Region pointing data

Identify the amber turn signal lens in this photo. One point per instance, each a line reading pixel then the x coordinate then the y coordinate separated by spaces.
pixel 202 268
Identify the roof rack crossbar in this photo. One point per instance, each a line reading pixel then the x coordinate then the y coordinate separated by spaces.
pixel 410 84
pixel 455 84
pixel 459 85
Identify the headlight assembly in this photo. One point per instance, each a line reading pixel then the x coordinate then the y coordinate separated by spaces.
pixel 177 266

---

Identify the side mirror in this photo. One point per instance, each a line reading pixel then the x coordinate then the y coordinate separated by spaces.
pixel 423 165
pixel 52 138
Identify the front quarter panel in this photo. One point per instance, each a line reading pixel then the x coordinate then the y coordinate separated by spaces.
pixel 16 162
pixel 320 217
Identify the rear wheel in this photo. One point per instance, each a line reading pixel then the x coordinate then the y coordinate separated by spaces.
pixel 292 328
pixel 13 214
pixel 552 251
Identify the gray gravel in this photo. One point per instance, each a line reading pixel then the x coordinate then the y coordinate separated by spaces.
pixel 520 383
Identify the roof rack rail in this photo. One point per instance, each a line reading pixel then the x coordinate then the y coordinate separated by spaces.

* WHAT TO PRODUCE:
All that is wanted is a faithful reproduction of the line above with "Identify the side", the line with "Identify the roof rack rail", and every line in between.

* RESULT OF THIS TASK:
Identify the side mirror in this photo. One point per instance, each a line reading pixel then the x coordinate then the y coordinate separated by spaces.
pixel 423 165
pixel 52 138
Identify the front quarter panel in this photo. One point per instance, each a line reading pixel then the x coordinate then the y coordinate separated by spaces.
pixel 16 162
pixel 320 217
Identify the rear wheel in this photo. One point per instance, each a line reading pixel then the x coordinate then the y coordinate separated by spaces.
pixel 292 328
pixel 13 214
pixel 552 251
Identify the gray gravel in this photo. One point per instance, each a line reading pixel then the x coordinate then the y coordinate separated by spaces.
pixel 520 383
Identify the roof rack rail in this photo. One point per instance, each a line reading pixel then the x coordinate then the y coordinate separated by spaces.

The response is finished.